- Exercise task
Continue the article on calls for global Bitcoin regulation, starting after its last sentence.

- Excerpt
On a day where confusing news continues to emanate from South Korea and China on new proposed bans and restrictions on Bitcoin, a member of the board of Germany’s Bundesbank has called for a united global regulatory front.
Joachim Wuermeling of Bundesbank believes there is very little chance of containing this digital global phenomenon with differing national rules across the globe. With international co-operation in regulating Bitcoin comes a chance for regulators to take control, says Wuermeling.

The effect of regulation

There has been increased regulatory pressure on Bitcoin and the entire cryptocurrency market recently, which has been felt across the board. The confusion that began in Korea caused a major dip, and even the retraction of those statements helped the market grow.
Within these regulatory moves, from individual national countries, there are often powerful moves seen across the entire global cryptocurrency market. However, they are never really big enough to bring it under full control.
These are case-by-case regulations, and these instances are not strong enough on their own for the free running cryptomarket to be constrained by.
“Effective regulation of virtual currencies would therefore only be achievable through the greatest possible international cooperation because the regulatory power of nation states is obviously limited,” Wuermeling said.

Two sides to the digital coin

The issue is that there are two very different views to regulating Bitcoin, and these views can differ from country to country.

- Data excerpts
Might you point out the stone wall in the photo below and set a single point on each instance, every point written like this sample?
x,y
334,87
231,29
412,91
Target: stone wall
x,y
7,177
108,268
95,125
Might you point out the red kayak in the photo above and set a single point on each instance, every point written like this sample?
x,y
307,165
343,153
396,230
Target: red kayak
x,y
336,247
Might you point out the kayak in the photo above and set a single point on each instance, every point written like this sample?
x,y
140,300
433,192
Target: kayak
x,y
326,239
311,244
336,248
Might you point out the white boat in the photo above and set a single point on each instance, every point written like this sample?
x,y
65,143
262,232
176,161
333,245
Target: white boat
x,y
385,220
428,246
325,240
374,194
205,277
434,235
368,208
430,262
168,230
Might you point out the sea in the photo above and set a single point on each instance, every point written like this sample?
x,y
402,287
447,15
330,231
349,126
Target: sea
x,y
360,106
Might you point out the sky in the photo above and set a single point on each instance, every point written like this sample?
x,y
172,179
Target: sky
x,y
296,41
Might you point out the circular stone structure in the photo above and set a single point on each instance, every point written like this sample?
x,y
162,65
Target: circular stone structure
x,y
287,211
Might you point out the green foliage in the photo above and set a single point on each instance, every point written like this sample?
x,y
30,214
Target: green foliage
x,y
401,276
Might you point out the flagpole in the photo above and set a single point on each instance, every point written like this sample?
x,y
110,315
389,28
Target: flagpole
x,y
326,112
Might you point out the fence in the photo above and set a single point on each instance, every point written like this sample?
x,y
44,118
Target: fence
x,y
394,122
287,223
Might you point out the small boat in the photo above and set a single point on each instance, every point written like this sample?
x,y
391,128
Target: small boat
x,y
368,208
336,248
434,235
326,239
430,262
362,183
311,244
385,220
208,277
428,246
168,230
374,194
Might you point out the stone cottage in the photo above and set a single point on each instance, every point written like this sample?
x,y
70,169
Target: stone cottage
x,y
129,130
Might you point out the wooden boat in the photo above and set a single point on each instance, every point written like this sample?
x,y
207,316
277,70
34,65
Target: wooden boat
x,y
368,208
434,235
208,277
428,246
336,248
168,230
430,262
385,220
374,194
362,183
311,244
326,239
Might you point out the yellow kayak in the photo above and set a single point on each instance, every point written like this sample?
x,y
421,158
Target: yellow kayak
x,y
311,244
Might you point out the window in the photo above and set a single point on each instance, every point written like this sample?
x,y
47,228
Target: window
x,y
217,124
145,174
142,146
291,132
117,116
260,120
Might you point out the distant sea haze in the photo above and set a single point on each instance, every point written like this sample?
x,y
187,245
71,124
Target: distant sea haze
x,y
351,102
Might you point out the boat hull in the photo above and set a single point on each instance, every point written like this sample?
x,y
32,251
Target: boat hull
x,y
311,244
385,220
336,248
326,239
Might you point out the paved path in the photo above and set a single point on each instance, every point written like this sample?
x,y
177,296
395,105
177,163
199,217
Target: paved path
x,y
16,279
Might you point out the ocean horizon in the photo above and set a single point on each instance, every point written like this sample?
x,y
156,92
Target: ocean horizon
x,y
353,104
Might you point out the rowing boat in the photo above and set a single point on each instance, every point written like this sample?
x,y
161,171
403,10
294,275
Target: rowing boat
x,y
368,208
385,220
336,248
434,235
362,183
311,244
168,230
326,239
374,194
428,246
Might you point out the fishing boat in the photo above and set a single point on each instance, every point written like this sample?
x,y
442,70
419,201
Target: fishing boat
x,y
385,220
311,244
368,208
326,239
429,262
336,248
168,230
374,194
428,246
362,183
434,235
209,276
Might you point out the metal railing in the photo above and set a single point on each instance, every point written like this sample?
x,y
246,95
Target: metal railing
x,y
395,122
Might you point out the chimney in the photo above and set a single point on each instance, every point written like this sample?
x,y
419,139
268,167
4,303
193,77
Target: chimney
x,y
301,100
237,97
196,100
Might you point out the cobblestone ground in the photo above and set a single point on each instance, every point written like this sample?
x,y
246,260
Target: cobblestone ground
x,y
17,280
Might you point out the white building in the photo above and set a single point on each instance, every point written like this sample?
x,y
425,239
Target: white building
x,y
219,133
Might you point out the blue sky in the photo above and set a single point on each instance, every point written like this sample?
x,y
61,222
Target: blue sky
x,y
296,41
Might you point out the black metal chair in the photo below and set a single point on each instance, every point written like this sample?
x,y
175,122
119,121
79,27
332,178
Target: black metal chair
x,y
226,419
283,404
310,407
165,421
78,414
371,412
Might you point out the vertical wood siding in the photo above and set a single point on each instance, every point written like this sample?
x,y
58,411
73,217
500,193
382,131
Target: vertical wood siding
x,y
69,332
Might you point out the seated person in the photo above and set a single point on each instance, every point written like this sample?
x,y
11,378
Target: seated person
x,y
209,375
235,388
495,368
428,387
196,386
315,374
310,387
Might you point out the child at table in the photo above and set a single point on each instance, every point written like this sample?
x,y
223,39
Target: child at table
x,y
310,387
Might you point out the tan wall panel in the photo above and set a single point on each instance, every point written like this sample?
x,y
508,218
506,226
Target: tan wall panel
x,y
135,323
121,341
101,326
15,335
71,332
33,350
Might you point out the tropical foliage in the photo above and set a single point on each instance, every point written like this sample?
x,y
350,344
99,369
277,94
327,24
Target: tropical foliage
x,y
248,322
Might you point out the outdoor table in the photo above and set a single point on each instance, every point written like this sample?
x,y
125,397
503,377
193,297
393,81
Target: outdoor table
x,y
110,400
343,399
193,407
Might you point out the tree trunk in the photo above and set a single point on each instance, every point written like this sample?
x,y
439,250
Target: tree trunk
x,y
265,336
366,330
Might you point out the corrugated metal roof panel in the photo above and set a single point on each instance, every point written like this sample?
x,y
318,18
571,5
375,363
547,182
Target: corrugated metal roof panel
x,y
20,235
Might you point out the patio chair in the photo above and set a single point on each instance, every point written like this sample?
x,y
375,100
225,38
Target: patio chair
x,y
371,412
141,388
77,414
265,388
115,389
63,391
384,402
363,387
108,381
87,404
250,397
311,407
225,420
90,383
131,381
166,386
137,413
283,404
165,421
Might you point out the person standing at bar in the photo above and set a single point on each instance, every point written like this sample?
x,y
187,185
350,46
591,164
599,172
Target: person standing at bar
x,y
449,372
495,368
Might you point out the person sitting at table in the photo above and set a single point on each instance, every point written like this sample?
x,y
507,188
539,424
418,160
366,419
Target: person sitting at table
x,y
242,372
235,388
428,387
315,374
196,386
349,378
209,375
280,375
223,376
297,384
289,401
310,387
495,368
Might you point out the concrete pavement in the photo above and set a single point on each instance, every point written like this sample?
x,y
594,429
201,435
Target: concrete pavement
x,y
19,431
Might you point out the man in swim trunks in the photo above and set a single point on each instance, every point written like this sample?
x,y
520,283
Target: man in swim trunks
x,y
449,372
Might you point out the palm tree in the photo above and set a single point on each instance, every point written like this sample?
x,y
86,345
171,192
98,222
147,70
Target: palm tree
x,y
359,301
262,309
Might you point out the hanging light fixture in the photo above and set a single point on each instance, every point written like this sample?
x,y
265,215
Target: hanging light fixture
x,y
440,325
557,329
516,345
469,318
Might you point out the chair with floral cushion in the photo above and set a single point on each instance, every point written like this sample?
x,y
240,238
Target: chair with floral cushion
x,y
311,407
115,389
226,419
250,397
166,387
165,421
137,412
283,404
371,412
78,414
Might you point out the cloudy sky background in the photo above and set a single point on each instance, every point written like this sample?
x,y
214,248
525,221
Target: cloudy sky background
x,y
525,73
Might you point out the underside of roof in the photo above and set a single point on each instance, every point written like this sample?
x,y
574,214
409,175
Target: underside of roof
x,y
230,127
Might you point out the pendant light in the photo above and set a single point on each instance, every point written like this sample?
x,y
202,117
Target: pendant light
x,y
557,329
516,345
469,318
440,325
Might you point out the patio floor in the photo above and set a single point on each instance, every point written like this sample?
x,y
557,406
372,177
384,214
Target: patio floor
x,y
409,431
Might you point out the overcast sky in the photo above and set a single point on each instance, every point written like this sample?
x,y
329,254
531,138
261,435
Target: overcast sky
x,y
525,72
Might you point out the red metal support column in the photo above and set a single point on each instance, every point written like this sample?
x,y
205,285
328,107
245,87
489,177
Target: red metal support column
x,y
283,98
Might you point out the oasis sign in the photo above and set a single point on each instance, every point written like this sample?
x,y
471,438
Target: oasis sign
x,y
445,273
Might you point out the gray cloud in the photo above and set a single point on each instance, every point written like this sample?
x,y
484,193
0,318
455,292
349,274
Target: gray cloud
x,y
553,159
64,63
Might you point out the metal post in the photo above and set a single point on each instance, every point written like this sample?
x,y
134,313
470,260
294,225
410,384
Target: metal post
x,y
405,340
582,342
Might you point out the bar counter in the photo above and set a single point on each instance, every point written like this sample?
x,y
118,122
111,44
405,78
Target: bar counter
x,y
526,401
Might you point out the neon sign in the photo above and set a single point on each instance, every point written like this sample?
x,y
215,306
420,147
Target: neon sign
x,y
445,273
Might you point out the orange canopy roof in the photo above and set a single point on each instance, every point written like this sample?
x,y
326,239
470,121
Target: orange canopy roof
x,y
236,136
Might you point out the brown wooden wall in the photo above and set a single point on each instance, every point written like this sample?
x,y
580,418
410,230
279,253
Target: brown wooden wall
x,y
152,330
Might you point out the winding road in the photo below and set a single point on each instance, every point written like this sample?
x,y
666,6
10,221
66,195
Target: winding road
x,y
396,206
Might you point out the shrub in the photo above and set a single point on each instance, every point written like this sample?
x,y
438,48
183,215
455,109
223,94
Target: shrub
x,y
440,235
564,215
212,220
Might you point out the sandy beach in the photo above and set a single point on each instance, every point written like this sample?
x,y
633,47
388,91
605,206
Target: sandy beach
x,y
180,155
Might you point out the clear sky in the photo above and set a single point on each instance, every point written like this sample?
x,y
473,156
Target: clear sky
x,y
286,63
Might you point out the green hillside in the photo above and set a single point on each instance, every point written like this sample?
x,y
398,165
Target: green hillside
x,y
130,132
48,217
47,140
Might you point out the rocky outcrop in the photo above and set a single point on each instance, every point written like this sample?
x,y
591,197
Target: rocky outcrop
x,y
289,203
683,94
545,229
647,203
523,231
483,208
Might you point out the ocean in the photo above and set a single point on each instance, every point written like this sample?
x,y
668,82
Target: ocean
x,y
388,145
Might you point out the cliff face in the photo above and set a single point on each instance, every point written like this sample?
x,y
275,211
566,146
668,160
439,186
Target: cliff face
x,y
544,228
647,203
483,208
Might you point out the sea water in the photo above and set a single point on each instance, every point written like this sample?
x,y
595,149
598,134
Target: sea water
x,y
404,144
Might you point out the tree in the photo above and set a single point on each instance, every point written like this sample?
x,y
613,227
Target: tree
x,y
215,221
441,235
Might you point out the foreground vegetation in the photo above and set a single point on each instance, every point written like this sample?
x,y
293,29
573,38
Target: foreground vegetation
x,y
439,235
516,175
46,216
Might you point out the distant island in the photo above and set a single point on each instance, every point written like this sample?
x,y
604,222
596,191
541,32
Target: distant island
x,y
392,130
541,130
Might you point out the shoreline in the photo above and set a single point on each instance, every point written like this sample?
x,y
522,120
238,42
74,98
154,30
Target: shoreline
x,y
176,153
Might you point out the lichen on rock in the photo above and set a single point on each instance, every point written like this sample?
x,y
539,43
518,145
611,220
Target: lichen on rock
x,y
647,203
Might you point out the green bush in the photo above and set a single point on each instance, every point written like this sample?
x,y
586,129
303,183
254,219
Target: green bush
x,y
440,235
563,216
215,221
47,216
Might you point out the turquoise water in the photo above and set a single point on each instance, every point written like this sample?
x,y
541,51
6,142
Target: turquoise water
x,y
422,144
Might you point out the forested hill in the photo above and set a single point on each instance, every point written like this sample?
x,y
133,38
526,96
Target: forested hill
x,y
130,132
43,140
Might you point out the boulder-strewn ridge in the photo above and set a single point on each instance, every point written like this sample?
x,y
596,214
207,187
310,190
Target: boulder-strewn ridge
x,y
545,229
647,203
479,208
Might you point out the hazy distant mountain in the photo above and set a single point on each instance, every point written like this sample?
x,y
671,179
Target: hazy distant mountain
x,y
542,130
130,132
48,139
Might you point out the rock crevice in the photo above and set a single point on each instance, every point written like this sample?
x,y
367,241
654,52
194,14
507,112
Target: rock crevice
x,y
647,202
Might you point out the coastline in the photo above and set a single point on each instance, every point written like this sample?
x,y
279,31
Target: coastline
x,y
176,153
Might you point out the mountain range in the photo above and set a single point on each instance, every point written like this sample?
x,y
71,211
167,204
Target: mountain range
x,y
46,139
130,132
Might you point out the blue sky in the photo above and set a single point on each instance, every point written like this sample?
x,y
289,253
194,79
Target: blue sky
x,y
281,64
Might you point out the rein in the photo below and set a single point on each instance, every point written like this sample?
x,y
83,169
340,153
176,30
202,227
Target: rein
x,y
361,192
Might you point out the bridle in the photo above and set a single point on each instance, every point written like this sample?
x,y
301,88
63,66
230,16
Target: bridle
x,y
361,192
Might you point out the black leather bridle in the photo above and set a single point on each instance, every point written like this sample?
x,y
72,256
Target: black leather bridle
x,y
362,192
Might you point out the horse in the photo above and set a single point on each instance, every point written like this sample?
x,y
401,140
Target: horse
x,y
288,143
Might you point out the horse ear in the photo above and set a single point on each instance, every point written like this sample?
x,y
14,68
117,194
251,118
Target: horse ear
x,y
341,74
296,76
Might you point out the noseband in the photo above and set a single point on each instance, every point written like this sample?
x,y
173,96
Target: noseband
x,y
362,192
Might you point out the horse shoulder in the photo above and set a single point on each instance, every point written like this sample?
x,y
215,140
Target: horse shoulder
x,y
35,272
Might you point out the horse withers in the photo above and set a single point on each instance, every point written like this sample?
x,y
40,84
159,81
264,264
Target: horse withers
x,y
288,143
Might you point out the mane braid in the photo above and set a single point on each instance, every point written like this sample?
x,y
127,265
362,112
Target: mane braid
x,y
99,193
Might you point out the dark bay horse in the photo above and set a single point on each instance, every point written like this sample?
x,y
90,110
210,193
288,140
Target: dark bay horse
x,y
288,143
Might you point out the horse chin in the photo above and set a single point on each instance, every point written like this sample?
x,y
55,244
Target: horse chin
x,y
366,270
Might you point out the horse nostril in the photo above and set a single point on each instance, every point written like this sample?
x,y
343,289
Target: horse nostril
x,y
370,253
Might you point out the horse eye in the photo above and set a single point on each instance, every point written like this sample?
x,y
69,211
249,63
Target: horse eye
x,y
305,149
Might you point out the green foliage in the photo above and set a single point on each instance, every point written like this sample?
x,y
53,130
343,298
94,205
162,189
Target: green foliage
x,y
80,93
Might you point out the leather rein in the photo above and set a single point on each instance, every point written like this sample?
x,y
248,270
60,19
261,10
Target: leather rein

- Written reply
Japan is one of the strongest supporters of the digital currency market, giving Bitcoin currency status last year. However, just across the Sea of Japan, on the mainland, China has been the lead actor in the war against Bitcoin.
First there was the ICO ban, then the ban on exchanges, and now there is more bad news for those who even deal in exchange-like services.
It is hard to find an agreeable position on digital currencies for nations with so many torn between different ends of the scale. This is one of the reasons why regulation is so difficult.

Is it needed?

There is also the discussion of the need for regulation as it seemingly flies in the face of what Bitcoin is trying to accomplish with its decentralized nature. Cal Evans, an International Technology Lawyer from London, says:
“As the cryptocurrency “grows up” it has had to overcome some serious compliance and regulatory problems internationally. These regulatory issues are numerous in nature depending on which country you read this in. Yet one problem seems to slip under the radar time and time again. Money Laundering.”
Adding to the devious nature, an unregulated currency brings London’s Kingston University economics professor Steve Keen echoes similar sentiments.
“You can’t be deregulated in a system where there will be criminal attacks. The code itself is clearly not foolproof. People will find their way in, forks will be forced upon them, whether they want them or not. In that situation, regulation may be the only future.”

Is it possible?

It is clear that Bitcoin and other cryptocurrencies will continue to exist in ways that many regulators disapprove of unless there is a united front on wresting the digital currency economy under global control.
Even banning the stuff in countries in China has only proved to be a speed bump in the road, Bitcoiners, and the likes can always find a way.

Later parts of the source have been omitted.